## What is needed
Will you give every entry again exactly as it stands?

## Listed entries
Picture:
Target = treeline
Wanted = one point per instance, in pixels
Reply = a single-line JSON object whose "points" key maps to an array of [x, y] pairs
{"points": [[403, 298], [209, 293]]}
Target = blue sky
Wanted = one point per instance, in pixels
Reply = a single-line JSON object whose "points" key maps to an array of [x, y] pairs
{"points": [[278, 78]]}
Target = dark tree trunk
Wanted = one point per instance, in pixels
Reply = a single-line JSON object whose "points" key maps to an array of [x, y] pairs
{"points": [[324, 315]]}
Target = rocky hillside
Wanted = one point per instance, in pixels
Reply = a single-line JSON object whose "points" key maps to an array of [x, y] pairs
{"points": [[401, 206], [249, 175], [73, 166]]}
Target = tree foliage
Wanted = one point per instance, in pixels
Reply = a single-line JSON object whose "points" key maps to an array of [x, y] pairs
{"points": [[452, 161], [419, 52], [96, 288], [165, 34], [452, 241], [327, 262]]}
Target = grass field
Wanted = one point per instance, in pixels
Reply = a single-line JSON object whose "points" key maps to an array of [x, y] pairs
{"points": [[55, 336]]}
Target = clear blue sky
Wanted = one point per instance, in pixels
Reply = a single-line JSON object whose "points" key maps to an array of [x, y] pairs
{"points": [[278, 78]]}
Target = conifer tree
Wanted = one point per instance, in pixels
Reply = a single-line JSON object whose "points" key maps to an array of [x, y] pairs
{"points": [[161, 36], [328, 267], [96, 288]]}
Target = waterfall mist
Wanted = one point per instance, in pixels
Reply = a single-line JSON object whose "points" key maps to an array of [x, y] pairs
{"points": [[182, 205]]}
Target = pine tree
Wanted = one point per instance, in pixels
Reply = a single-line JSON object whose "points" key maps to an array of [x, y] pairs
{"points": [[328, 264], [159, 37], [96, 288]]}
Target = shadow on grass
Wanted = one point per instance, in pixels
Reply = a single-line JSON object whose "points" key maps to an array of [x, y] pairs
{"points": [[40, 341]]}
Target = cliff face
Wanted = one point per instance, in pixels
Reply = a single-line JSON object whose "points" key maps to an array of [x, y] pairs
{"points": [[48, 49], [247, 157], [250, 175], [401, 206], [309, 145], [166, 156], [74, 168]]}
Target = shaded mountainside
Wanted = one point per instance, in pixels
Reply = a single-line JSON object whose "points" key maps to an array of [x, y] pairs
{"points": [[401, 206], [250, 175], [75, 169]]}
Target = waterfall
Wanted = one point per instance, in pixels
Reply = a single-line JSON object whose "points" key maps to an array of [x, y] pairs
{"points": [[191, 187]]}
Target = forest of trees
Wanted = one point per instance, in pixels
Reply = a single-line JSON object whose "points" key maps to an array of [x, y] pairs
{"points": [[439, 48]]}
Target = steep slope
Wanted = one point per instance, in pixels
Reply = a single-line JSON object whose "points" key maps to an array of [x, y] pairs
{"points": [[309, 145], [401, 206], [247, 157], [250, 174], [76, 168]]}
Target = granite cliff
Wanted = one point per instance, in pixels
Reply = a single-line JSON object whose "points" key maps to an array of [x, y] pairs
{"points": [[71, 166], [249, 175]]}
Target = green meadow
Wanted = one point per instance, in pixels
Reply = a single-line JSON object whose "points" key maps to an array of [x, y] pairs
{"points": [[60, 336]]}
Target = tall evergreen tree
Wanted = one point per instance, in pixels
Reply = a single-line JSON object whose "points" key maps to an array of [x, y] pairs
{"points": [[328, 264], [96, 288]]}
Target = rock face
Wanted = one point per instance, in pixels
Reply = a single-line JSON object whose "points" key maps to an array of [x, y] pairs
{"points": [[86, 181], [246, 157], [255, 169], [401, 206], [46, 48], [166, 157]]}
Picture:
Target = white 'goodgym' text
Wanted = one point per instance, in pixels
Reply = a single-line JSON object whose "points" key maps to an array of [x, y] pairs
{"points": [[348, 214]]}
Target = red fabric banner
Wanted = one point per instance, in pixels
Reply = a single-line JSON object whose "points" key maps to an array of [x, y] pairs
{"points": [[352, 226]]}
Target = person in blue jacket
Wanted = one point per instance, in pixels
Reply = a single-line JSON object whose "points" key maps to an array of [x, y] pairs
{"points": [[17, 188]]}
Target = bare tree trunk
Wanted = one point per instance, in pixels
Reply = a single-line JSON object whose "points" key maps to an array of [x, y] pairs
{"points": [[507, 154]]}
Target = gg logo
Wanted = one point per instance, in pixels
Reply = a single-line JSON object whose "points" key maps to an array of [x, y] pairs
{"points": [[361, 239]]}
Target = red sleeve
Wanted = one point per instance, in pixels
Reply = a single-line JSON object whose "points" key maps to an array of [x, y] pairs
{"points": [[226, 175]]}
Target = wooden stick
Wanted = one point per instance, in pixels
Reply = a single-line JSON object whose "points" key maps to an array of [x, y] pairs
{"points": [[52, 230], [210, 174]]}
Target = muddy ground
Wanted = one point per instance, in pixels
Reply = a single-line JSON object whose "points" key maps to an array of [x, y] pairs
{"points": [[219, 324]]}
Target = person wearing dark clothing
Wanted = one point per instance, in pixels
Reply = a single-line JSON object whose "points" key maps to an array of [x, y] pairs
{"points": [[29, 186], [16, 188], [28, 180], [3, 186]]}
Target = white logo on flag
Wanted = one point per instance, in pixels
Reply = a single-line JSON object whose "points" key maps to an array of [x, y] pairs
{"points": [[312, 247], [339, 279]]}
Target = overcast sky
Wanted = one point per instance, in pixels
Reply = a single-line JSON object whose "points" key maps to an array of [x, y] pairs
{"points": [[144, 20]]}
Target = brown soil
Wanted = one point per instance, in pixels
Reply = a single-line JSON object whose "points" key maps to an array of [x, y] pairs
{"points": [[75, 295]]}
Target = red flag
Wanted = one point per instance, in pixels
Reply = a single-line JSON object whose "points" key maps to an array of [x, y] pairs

## Your solution
Picture:
Target = treeline
Wanted = one point per instance, in pixels
Reply = a single-line JSON object whose "points" key maps to an array of [x, y] pairs
{"points": [[403, 298], [209, 293]]}
Target = blue sky
Wanted = one point per instance, in pixels
Reply = a single-line JSON object whose "points" key maps to an array of [x, y] pairs
{"points": [[278, 78]]}
Target = dark tree trunk
Wanted = one point per instance, in pixels
Reply = a single-line JSON object whose "points" key maps to an array of [x, y] pairs
{"points": [[324, 315]]}
Target = rocky hillside
Wanted = one point per instance, in pixels
Reply = a single-line JSON object whose "points" key maps to an array of [x, y] pairs
{"points": [[401, 206], [249, 175], [73, 166]]}
Target = tree foliage
Wanted = one point per instance, in pixels
Reply = a single-line JSON object whose "points" key maps to an array of [x, y] pairs
{"points": [[452, 161], [419, 52], [96, 288], [165, 34], [452, 241], [327, 262]]}
Target = grass field
Wanted = one point per instance, in pixels
Reply = a single-line JSON object whose "points" key maps to an array of [x, y] pairs
{"points": [[55, 336]]}
Target = clear blue sky
Wanted = one point per instance, in pixels
Reply = a single-line JSON object whose "points" key maps to an array of [x, y] pairs
{"points": [[278, 78]]}
Target = conifer tree
Wanted = one point per instance, in pixels
Reply = a single-line JSON object whose "points" key maps to an array of [x, y] pairs
{"points": [[161, 36], [328, 267], [96, 288]]}
Target = waterfall mist
Wanted = one point per instance, in pixels
Reply = a single-line JSON object whose "points" key maps to an array of [x, y] pairs
{"points": [[182, 205]]}
Target = pine tree
Wanted = one point per instance, in pixels
Reply = a single-line JSON object whose "points" key maps to an array of [x, y] pairs
{"points": [[328, 264], [159, 37], [96, 288]]}
Target = shadow on grass
Wanted = one point per instance, in pixels
Reply = a single-line JSON object whose "points" key maps to an array of [x, y] pairs
{"points": [[40, 341]]}
Target = cliff face
Wanted = one point per instance, in pixels
Reply = a single-line JSON object whose "points" key maps to an array of [x, y] pairs
{"points": [[48, 49], [247, 157], [250, 175], [401, 206], [309, 145], [166, 156], [74, 168]]}
Target = shaded mountainside
Wanted = one point per instance, in pixels
Reply = a single-line JSON object whose "points" key maps to an array of [x, y] pairs
{"points": [[401, 206], [250, 175], [75, 169]]}
Target = waterfall
Wanted = one point per instance, in pixels
Reply = a single-line JSON object whose "points" key maps to an array of [x, y] pairs
{"points": [[191, 187]]}
Target = forest of trees
Wanted = one point per instance, in pixels
Reply = a single-line JSON object whose "points" key maps to an array of [x, y] pairs
{"points": [[439, 48]]}
Target = steep slope
Wanted = one point per instance, in pixels
Reply = a single-line JSON object whose "points" key maps to an array of [x, y] pairs
{"points": [[309, 145], [401, 206], [247, 157], [250, 174], [76, 168]]}
Target = granite cliff
Wanted = one point per instance, in pixels
Reply = a single-line JSON object whose "points" key maps to an array of [x, y] pairs
{"points": [[71, 166], [249, 175]]}
Target = green meadow
Wanted = one point per instance, in pixels
Reply = a single-line JSON object whose "points" key maps to an array of [x, y] pairs
{"points": [[60, 336]]}
Target = tall evergreen tree
Wanted = one point per instance, in pixels
Reply = a single-line JSON object whose "points" key maps to an array of [x, y] pairs
{"points": [[328, 264], [96, 288]]}
Target = rock face
Wanted = one point per instance, in pixels
Reply = a single-line JSON object whose "points" key maps to an array of [x, y] pairs
{"points": [[86, 181], [246, 157], [255, 169], [401, 206], [46, 48], [166, 157]]}
Picture:
Target = white 'goodgym' text
Wanted = one point per instance, in pixels
Reply = a single-line JSON object whose "points" key maps to an array of [x, y] pairs
{"points": [[348, 214]]}
Target = red fabric banner
Wanted = one point per instance, in pixels
Reply = a single-line JSON object whose "points" key maps to an array of [x, y] pairs
{"points": [[352, 226]]}
Target = person in blue jacket
Wanted = one point per instance, in pixels
Reply = a single-line JSON object whose "points" key maps to an array of [x, y] pairs
{"points": [[17, 188]]}
Target = bare tree trunk
Wanted = one point per instance, in pixels
Reply = a single-line JSON object whose "points" key maps to an array of [x, y] pairs
{"points": [[507, 154]]}
Target = gg logo
Wanted = one point per instance, in pixels
Reply = a single-line JSON object whose "points" key maps to an array of [x, y] pairs
{"points": [[361, 239]]}
Target = red sleeve
Wanted = one point per instance, in pixels
Reply = a single-line JSON object whose "points" key maps to an array of [x, y] pairs
{"points": [[226, 175]]}
Target = wooden stick
Wanted = one point per instance, in pixels
Reply = a single-line JSON object whose "points" key maps to an array of [x, y] pairs
{"points": [[52, 230], [210, 174]]}
Target = muddy ground
Wanted = one point per instance, in pixels
Reply = a single-line JSON object whose "points" key maps to an array of [x, y] pairs
{"points": [[219, 324]]}
Target = person wearing dark clothing
Wanted = one point per instance, in pixels
Reply = a single-line JSON object whose "points" key maps to an array of [x, y] pairs
{"points": [[29, 186], [16, 188], [28, 180], [3, 186]]}
Target = white logo on flag
Wanted = one point per instance, in pixels
Reply = a single-line JSON object whose "points" key maps to an array of [x, y] pairs
{"points": [[312, 247], [339, 279]]}
Target = overcast sky
Wanted = one point per instance, in pixels
Reply = a single-line JSON object whose "points" key maps to an array of [x, y] pairs
{"points": [[144, 20]]}
Target = brown soil
Wanted = one point per instance, in pixels
Reply = a single-line JSON object whose "points" key maps to an array of [x, y] pairs
{"points": [[75, 295]]}
Target = red flag
Wanted = one point per instance, in pixels
Reply = a single-line JSON object whose "points" key maps to an array of [x, y] pairs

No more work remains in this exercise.